## 练习说明
请列出下面列表中所有含有字符串“plant”的行，匹配时区分大小写。
··· 所给记录
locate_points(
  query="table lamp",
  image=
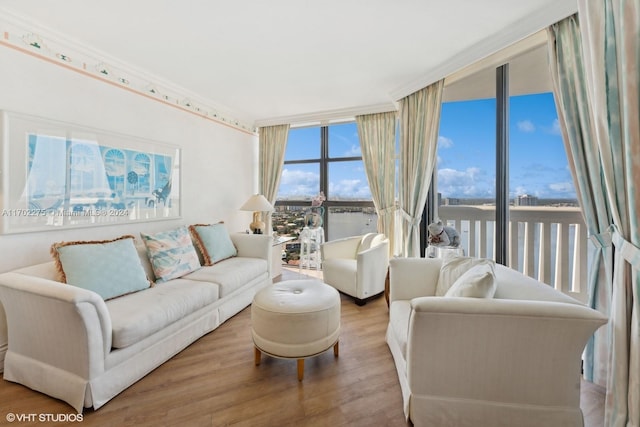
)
(257, 204)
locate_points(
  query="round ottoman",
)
(295, 319)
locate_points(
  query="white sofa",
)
(510, 360)
(357, 265)
(67, 342)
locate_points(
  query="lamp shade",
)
(257, 203)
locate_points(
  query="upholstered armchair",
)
(356, 266)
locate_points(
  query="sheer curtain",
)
(610, 40)
(272, 142)
(377, 133)
(419, 123)
(570, 92)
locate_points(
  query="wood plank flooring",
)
(214, 382)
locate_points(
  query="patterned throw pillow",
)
(171, 253)
(453, 267)
(110, 268)
(213, 241)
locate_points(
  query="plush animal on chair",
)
(443, 235)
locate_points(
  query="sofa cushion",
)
(108, 267)
(453, 267)
(399, 315)
(231, 274)
(137, 316)
(477, 282)
(213, 241)
(171, 253)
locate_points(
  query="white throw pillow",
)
(477, 282)
(453, 267)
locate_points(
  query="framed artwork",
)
(56, 175)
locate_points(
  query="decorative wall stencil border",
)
(34, 44)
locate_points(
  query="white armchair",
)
(356, 266)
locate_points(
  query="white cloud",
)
(471, 182)
(444, 142)
(526, 126)
(298, 183)
(349, 188)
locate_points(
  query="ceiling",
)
(290, 61)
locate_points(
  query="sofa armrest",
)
(498, 350)
(346, 247)
(56, 324)
(372, 269)
(413, 277)
(253, 245)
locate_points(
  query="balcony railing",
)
(546, 243)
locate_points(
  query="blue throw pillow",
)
(171, 253)
(110, 268)
(213, 241)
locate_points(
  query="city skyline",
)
(466, 154)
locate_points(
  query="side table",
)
(276, 254)
(310, 241)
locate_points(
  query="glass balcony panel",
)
(351, 221)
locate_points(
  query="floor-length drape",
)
(377, 134)
(272, 142)
(610, 32)
(419, 124)
(570, 93)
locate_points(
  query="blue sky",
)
(466, 154)
(537, 161)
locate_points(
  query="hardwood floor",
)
(214, 382)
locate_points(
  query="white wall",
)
(218, 162)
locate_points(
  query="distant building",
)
(525, 200)
(451, 201)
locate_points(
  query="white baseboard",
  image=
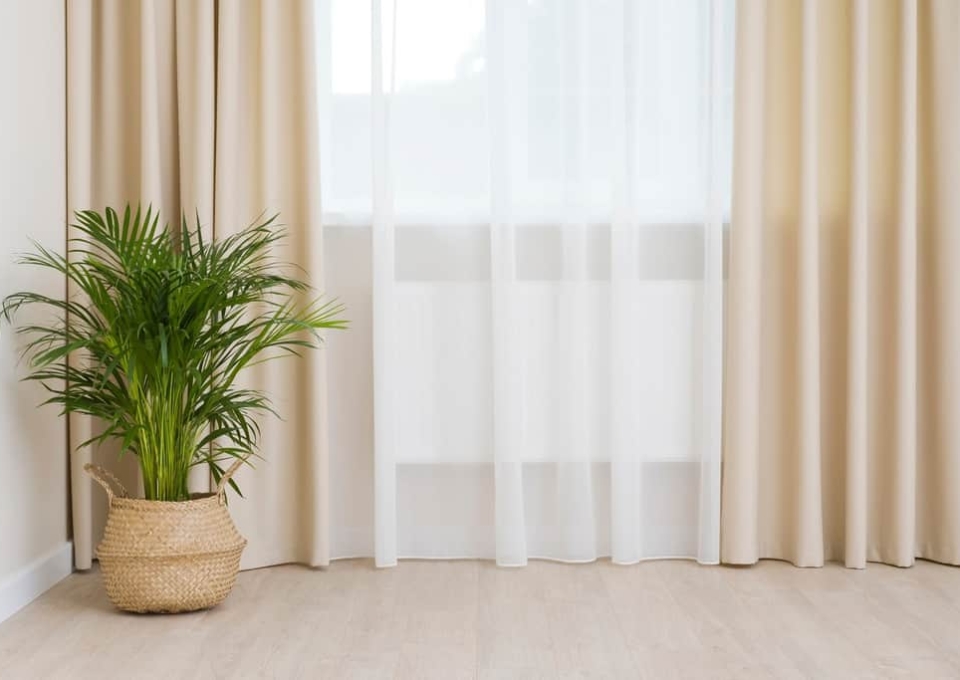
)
(20, 589)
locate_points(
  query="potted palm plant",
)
(152, 344)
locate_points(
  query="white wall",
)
(34, 548)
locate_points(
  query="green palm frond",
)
(160, 328)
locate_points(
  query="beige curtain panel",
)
(842, 424)
(199, 105)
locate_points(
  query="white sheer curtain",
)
(546, 182)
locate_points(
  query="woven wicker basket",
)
(159, 556)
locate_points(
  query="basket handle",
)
(225, 477)
(106, 479)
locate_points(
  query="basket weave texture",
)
(167, 557)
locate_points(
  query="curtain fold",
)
(210, 108)
(546, 187)
(841, 441)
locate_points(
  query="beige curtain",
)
(207, 106)
(842, 437)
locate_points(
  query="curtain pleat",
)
(209, 109)
(843, 299)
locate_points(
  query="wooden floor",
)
(472, 620)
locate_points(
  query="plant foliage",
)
(161, 326)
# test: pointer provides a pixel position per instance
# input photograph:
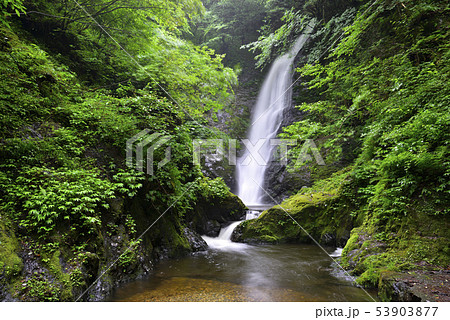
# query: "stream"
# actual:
(230, 271)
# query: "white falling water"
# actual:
(223, 241)
(267, 115)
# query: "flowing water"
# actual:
(275, 95)
(241, 272)
(230, 271)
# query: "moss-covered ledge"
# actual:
(323, 215)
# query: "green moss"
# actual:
(11, 264)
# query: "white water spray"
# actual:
(275, 95)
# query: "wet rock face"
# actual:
(279, 182)
(415, 286)
(195, 240)
(211, 214)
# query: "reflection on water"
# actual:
(246, 273)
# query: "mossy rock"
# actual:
(298, 219)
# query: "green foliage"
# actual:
(275, 43)
(42, 197)
(37, 288)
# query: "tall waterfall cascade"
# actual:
(275, 95)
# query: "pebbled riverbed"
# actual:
(246, 273)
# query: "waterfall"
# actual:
(223, 241)
(275, 95)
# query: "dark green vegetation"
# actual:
(378, 107)
(69, 100)
(374, 94)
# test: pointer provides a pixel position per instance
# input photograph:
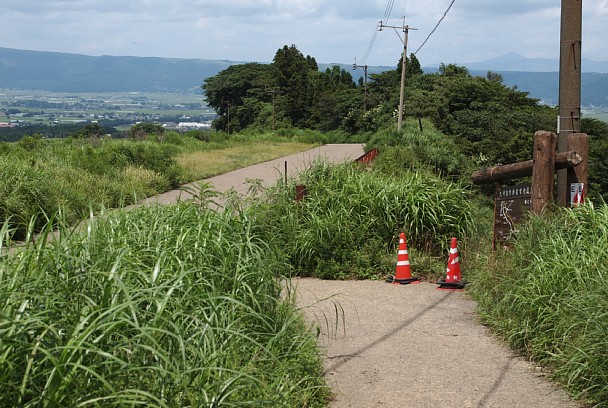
······
## 答案如下
  query="potted palm plant",
  query="plant foliage",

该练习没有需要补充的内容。